> _TO-DO ITEM_:
The reply should hold every record, copied exactly, and none of the pictures.

__________

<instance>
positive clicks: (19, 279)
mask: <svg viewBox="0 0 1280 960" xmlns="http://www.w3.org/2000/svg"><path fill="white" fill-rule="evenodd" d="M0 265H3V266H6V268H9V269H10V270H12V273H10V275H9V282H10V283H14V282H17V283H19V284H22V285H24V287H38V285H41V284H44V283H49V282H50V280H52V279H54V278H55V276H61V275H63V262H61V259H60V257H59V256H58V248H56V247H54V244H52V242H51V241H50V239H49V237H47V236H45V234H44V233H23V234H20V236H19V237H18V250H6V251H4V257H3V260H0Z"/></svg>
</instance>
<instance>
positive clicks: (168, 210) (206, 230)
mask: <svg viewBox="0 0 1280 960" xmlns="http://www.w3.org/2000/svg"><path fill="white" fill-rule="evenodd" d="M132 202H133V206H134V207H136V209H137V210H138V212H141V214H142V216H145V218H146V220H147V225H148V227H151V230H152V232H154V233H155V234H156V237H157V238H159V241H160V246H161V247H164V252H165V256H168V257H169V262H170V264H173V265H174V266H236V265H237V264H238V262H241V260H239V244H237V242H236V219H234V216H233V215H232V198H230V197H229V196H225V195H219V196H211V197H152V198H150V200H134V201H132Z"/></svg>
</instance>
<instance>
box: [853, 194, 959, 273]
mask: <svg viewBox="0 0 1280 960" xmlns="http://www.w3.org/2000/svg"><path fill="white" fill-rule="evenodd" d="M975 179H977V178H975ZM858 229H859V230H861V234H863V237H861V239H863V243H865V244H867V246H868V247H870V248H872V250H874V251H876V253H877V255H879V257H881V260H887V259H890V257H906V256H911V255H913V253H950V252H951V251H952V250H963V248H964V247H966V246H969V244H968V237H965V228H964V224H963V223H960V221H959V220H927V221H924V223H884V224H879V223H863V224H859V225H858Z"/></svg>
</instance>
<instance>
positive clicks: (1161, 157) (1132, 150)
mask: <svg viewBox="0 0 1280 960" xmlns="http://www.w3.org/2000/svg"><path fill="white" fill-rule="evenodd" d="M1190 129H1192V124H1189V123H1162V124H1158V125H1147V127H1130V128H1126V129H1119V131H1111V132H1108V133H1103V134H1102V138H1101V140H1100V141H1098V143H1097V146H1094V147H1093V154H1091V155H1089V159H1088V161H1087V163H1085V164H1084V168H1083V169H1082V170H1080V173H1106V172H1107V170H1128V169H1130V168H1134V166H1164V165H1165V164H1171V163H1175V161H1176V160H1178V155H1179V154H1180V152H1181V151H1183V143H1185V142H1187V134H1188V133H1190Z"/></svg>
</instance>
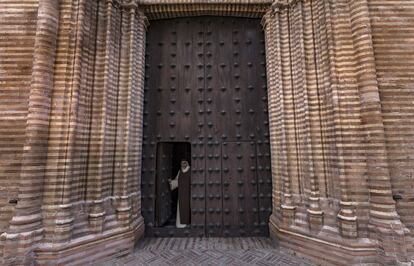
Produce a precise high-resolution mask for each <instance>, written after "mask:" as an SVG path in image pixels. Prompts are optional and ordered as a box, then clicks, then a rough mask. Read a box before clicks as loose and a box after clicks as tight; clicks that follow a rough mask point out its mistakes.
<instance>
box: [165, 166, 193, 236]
mask: <svg viewBox="0 0 414 266" xmlns="http://www.w3.org/2000/svg"><path fill="white" fill-rule="evenodd" d="M168 181H169V183H170V189H171V190H175V189H177V188H178V200H177V218H176V221H175V224H176V227H177V228H185V227H186V226H187V225H189V224H190V181H191V175H190V164H189V163H188V161H187V160H181V169H180V170H179V171H178V173H177V176H176V177H175V178H174V179H173V180H171V179H169V180H168Z"/></svg>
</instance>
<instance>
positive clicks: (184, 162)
mask: <svg viewBox="0 0 414 266" xmlns="http://www.w3.org/2000/svg"><path fill="white" fill-rule="evenodd" d="M187 166H188V162H187V161H181V168H183V169H184V168H186V167H187Z"/></svg>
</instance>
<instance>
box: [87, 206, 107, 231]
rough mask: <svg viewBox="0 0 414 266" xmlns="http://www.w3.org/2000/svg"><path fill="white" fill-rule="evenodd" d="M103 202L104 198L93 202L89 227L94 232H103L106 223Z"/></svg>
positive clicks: (90, 216) (89, 213) (90, 211)
mask: <svg viewBox="0 0 414 266" xmlns="http://www.w3.org/2000/svg"><path fill="white" fill-rule="evenodd" d="M102 204H103V202H102V200H100V201H95V202H93V203H92V205H91V209H90V212H89V227H90V229H91V231H92V232H94V233H100V232H102V230H103V226H104V223H105V211H104V209H103V206H102Z"/></svg>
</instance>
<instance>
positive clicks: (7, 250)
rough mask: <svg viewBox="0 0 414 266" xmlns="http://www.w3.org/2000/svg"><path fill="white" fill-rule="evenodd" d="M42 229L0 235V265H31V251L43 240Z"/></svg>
mask: <svg viewBox="0 0 414 266" xmlns="http://www.w3.org/2000/svg"><path fill="white" fill-rule="evenodd" d="M43 233H44V230H43V229H37V230H32V231H27V232H20V233H8V232H4V233H2V234H1V235H0V248H1V250H2V255H3V256H2V258H1V260H0V265H32V264H33V261H34V254H33V249H35V248H36V247H37V244H38V243H40V241H41V240H42V238H43Z"/></svg>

__________

> _EXPECTED ANSWER_:
<instance>
positive clicks: (19, 279)
mask: <svg viewBox="0 0 1280 960" xmlns="http://www.w3.org/2000/svg"><path fill="white" fill-rule="evenodd" d="M0 265H3V266H6V268H9V269H10V270H12V273H10V275H9V282H10V283H14V282H17V283H19V284H22V285H24V287H38V285H41V284H44V283H49V282H50V280H52V279H54V278H55V276H61V275H63V262H61V259H60V257H59V256H58V248H56V247H54V244H52V242H51V241H50V239H49V237H47V236H45V234H44V233H23V234H20V236H19V237H18V250H6V251H4V257H3V260H0Z"/></svg>
</instance>
<instance>
positive clicks: (168, 210) (206, 230)
mask: <svg viewBox="0 0 1280 960" xmlns="http://www.w3.org/2000/svg"><path fill="white" fill-rule="evenodd" d="M132 202H133V206H134V207H136V209H137V210H138V212H141V214H142V216H145V218H146V220H147V225H148V227H151V230H152V232H154V233H155V234H156V237H157V238H159V241H160V246H161V247H164V252H165V256H168V257H169V262H170V264H173V265H174V266H236V265H237V264H238V262H241V260H239V244H237V242H236V219H234V216H233V215H232V198H230V197H229V196H225V195H219V196H211V197H152V198H150V200H134V201H132Z"/></svg>
</instance>
<instance>
box: [853, 194, 959, 273]
mask: <svg viewBox="0 0 1280 960" xmlns="http://www.w3.org/2000/svg"><path fill="white" fill-rule="evenodd" d="M975 179H977V178H975ZM858 229H859V230H861V234H863V237H861V239H863V243H865V244H867V246H868V247H870V248H872V250H874V251H876V253H877V255H879V257H881V260H887V259H890V257H906V256H911V255H913V253H950V252H951V251H952V250H963V248H964V247H966V246H969V244H968V237H965V228H964V224H963V223H960V221H959V220H927V221H924V223H884V224H879V223H863V224H859V225H858Z"/></svg>
</instance>
<instance>
positive clicks: (1161, 157) (1132, 150)
mask: <svg viewBox="0 0 1280 960" xmlns="http://www.w3.org/2000/svg"><path fill="white" fill-rule="evenodd" d="M1190 129H1192V124H1189V123H1162V124H1158V125H1147V127H1130V128H1126V129H1119V131H1111V132H1108V133H1103V134H1102V138H1101V140H1100V141H1098V143H1097V146H1094V147H1093V154H1091V155H1089V159H1088V161H1087V163H1085V164H1084V168H1083V169H1082V170H1080V173H1106V172H1107V170H1128V169H1130V168H1134V166H1164V165H1165V164H1171V163H1175V161H1176V160H1178V155H1179V154H1180V152H1181V151H1183V143H1185V142H1187V134H1188V133H1190Z"/></svg>
</instance>
Produce a precise high-resolution mask for each <instance>, written after "mask:" as an SVG path in image pixels. Prompts are optional and ordered as a box, then clicks, then a rough mask. Read a box before clicks as loose and a box after clicks as tight; clicks that follow a rough mask point out its mistakes.
<instance>
box: [165, 166, 193, 236]
mask: <svg viewBox="0 0 414 266" xmlns="http://www.w3.org/2000/svg"><path fill="white" fill-rule="evenodd" d="M168 181H169V183H170V189H171V190H175V189H177V188H178V200H177V218H176V221H175V224H176V227H177V228H185V227H186V226H187V225H189V224H190V181H191V175H190V164H189V163H188V161H187V160H181V169H180V170H179V171H178V173H177V176H176V177H175V178H174V179H173V180H171V179H169V180H168Z"/></svg>
</instance>
<instance>
positive clicks: (184, 162)
mask: <svg viewBox="0 0 414 266" xmlns="http://www.w3.org/2000/svg"><path fill="white" fill-rule="evenodd" d="M187 166H188V162H187V161H181V168H183V169H184V168H186V167H187Z"/></svg>
</instance>
<instance>
box: [87, 206, 107, 231]
rough mask: <svg viewBox="0 0 414 266" xmlns="http://www.w3.org/2000/svg"><path fill="white" fill-rule="evenodd" d="M103 202L104 198L93 202L89 227L94 232H103L106 223Z"/></svg>
positive clicks: (90, 216) (89, 213) (90, 211)
mask: <svg viewBox="0 0 414 266" xmlns="http://www.w3.org/2000/svg"><path fill="white" fill-rule="evenodd" d="M102 204H103V202H102V200H100V201H95V202H93V203H92V205H91V209H90V212H89V227H90V229H91V231H92V232H94V233H100V232H102V230H103V226H104V223H105V211H104V209H103V206H102Z"/></svg>
</instance>
<instance>
positive clicks: (7, 250)
rough mask: <svg viewBox="0 0 414 266" xmlns="http://www.w3.org/2000/svg"><path fill="white" fill-rule="evenodd" d="M42 229L0 235V265H31V251L43 240Z"/></svg>
mask: <svg viewBox="0 0 414 266" xmlns="http://www.w3.org/2000/svg"><path fill="white" fill-rule="evenodd" d="M43 233H44V230H43V229H37V230H32V231H27V232H20V233H8V232H4V233H2V234H1V235H0V248H1V250H2V255H3V256H2V258H1V260H0V265H32V264H33V261H34V254H33V249H35V248H36V247H37V244H38V243H40V241H41V240H42V238H43Z"/></svg>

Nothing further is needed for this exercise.